> **The problem**
Every entry that follows should be repeated exactly; drop the images.
:: Information given ::
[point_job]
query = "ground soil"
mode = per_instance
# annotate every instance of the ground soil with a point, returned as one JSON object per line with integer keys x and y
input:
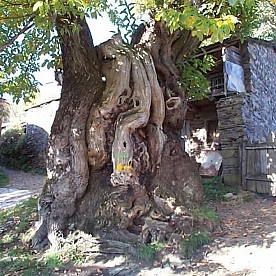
{"x": 243, "y": 244}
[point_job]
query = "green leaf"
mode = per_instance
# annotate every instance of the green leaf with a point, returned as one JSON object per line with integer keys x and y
{"x": 37, "y": 5}
{"x": 233, "y": 2}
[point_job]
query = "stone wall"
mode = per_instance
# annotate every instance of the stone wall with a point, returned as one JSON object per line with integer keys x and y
{"x": 259, "y": 108}
{"x": 231, "y": 131}
{"x": 42, "y": 115}
{"x": 196, "y": 132}
{"x": 39, "y": 121}
{"x": 36, "y": 144}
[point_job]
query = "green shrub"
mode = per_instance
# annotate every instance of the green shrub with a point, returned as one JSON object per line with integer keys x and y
{"x": 193, "y": 241}
{"x": 215, "y": 189}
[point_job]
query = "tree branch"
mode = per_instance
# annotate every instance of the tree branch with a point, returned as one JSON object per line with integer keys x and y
{"x": 28, "y": 26}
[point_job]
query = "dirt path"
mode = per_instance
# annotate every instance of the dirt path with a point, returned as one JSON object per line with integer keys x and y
{"x": 21, "y": 186}
{"x": 244, "y": 245}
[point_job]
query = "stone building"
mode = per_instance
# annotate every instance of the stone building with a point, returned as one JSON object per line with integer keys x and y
{"x": 241, "y": 106}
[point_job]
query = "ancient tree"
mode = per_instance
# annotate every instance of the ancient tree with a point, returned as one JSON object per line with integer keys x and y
{"x": 116, "y": 167}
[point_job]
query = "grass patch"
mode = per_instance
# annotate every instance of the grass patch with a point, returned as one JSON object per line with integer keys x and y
{"x": 193, "y": 241}
{"x": 18, "y": 259}
{"x": 4, "y": 180}
{"x": 205, "y": 212}
{"x": 214, "y": 189}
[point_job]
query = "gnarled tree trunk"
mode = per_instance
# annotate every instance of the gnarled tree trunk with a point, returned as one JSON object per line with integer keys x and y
{"x": 115, "y": 158}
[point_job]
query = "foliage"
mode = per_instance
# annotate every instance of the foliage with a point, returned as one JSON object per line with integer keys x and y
{"x": 123, "y": 16}
{"x": 193, "y": 241}
{"x": 214, "y": 189}
{"x": 193, "y": 75}
{"x": 213, "y": 19}
{"x": 4, "y": 180}
{"x": 265, "y": 21}
{"x": 27, "y": 30}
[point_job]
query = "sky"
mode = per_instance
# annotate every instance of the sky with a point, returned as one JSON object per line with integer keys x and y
{"x": 101, "y": 30}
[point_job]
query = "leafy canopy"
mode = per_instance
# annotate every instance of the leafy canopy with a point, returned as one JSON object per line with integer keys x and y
{"x": 27, "y": 29}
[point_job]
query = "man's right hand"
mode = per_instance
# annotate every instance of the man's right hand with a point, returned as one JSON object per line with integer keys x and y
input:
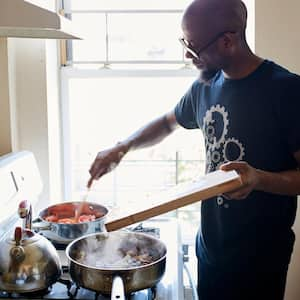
{"x": 105, "y": 162}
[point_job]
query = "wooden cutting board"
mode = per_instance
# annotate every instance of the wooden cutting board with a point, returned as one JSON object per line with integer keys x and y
{"x": 210, "y": 185}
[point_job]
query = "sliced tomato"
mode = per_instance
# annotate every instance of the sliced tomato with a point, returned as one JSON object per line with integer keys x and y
{"x": 66, "y": 221}
{"x": 52, "y": 218}
{"x": 86, "y": 218}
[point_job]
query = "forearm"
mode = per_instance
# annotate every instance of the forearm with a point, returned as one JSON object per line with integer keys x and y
:::
> **Finished task**
[point_job]
query = "ground soil"
mode = per_instance
# annotate every instance of the ground soil with a point, returned as one JSON object per line with integer keys x and y
input:
{"x": 243, "y": 244}
[point_job]
query = "green leaf"
mode = per_instance
# annotate every instance of the green leaf with a point, returned as one JSON object per line with integer keys x and y
{"x": 37, "y": 5}
{"x": 233, "y": 2}
[point_job]
query = "stone wall"
mode = per_instance
# annotate every instance of the stone wall with a point, returned as one JSON object per line with integer keys x and y
{"x": 259, "y": 108}
{"x": 231, "y": 131}
{"x": 42, "y": 115}
{"x": 196, "y": 132}
{"x": 39, "y": 121}
{"x": 36, "y": 144}
[point_job]
query = "green shrub"
mode = per_instance
# annotate every instance of the green shrub with a point, returned as one JSON object per line with integer keys x and y
{"x": 193, "y": 241}
{"x": 215, "y": 189}
[point_job]
query = "tree branch"
mode = per_instance
# annotate every instance of the tree branch with a point, returned as one JSON object per line with integer keys x and y
{"x": 28, "y": 26}
[point_job]
query = "dirt path"
mode = per_instance
# annotate every instance of the dirt path with a point, returned as one JSON object per line with integer keys x and y
{"x": 21, "y": 186}
{"x": 244, "y": 245}
[point_job]
query = "stone building"
mode = per_instance
# annotate every instance of the stone building with a point, returned as one JSON object per line with integer keys x and y
{"x": 241, "y": 106}
[point_job]
query = "ancient tree"
mode = per_instance
# annotate every instance of the ancient tree with a point, returned as one JSON object per line with integer keys x and y
{"x": 116, "y": 167}
[point_job]
query = "grass patch"
mode = per_instance
# annotate every instance of the grass patch with a point, returned as one JSON object per line with integer keys x and y
{"x": 193, "y": 241}
{"x": 18, "y": 259}
{"x": 4, "y": 180}
{"x": 205, "y": 212}
{"x": 214, "y": 189}
[point_job]
query = "gnarled tree trunk"
mode = per_instance
# annotate every instance of the gnarled tree trunk with a point, returned as one JSON object per line with integer keys x and y
{"x": 115, "y": 158}
[point_job]
query = "foliage"
mode = per_instance
# annotate every instance of the foliage with a point, returned as one JSON object per line with integer keys x and y
{"x": 123, "y": 16}
{"x": 193, "y": 241}
{"x": 214, "y": 189}
{"x": 193, "y": 75}
{"x": 213, "y": 19}
{"x": 4, "y": 180}
{"x": 265, "y": 21}
{"x": 27, "y": 30}
[point_job]
query = "sky"
mode = per_instance
# annotate every instance of the sky with a point, returned as one JSON object per line with integer keys x and y
{"x": 101, "y": 30}
[point_job]
query = "leafy canopy"
mode = per_instance
# annotate every instance of the leafy canopy with a point, returned as one JSON object per line with integer keys x and y
{"x": 27, "y": 29}
[point_job]
query = "man's right hand"
mode = per_instance
# annotate every instance of the man's right hand with a point, returned as one JSON object per line with integer keys x and y
input:
{"x": 105, "y": 162}
[point_job]
query = "wooden cutting board"
mode = per_instance
# annotate every instance of the wooden cutting board with a point, returned as one JSON object per line with integer keys x and y
{"x": 210, "y": 185}
[point_job]
query = "sliced tomato"
mode = per_instance
# annotate every instance of the sliced tomato with a point, returned as one JSON object per line with integer keys x and y
{"x": 66, "y": 221}
{"x": 52, "y": 218}
{"x": 86, "y": 218}
[point_job]
query = "forearm"
mode = per_instance
# annotate every instance of the forearm with a point, returned as one JSON object per line with integer keys x and y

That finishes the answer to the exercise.